Filter the material below down to the lines that contain the word "tree", and copy each of those lines in full.
▼▼▼
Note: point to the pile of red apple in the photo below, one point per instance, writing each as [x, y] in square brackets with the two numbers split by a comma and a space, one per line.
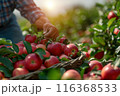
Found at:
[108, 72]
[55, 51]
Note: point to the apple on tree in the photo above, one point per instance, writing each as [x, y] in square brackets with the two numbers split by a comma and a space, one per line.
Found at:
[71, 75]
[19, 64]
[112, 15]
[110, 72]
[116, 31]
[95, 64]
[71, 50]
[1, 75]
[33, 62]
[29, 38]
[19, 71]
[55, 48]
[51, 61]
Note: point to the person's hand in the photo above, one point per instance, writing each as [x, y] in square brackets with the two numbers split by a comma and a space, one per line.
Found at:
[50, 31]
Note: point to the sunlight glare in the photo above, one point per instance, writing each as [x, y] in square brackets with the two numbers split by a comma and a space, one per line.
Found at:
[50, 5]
▲▲▲
▼▼▼
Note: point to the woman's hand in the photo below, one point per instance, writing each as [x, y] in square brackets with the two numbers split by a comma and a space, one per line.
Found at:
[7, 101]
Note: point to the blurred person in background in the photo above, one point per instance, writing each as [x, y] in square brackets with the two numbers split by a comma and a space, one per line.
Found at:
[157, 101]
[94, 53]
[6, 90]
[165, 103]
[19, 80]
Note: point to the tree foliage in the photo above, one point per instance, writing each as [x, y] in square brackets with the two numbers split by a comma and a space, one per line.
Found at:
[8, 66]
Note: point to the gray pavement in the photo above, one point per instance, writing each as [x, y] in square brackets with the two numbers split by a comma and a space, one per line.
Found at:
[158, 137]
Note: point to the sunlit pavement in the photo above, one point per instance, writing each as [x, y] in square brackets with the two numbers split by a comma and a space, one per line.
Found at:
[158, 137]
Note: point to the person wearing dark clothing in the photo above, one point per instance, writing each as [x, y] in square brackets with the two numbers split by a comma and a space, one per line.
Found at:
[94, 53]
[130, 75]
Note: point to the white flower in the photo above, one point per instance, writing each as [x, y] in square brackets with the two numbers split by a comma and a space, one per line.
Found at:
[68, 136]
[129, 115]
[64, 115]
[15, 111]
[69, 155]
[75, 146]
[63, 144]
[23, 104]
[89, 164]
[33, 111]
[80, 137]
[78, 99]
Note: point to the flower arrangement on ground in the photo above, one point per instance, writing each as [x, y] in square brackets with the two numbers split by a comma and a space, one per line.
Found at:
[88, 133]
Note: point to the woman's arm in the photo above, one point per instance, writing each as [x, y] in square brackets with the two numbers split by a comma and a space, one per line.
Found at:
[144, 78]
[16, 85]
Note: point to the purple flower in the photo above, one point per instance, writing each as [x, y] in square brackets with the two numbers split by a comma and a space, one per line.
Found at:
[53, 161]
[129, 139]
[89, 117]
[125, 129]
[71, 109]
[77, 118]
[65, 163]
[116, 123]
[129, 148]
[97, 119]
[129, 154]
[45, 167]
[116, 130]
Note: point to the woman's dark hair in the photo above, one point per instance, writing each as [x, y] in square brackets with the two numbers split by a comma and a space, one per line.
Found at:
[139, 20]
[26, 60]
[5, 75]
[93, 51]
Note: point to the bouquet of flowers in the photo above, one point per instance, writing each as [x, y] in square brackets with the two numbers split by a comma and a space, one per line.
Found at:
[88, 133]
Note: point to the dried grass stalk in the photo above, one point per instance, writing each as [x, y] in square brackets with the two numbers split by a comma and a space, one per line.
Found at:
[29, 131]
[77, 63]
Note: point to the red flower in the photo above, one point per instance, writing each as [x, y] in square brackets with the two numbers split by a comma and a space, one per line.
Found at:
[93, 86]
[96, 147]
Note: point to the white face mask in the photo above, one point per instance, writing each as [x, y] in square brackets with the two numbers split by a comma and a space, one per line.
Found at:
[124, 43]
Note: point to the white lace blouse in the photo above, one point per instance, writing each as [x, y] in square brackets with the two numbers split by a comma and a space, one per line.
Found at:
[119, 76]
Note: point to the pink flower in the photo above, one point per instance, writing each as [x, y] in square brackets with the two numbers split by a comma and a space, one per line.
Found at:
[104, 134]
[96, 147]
▲▲▲
## Written answer
Note: point to the apple on tree in the photo above, one point per instance, writing each as [x, y] in square brackets with the two numbers split by a comma and a space, one per line.
Note: point to the tree foliage in the photo above, one point per instance, writing each as [x, y] in square brackets with the two numbers split by a comma and a space, one per line.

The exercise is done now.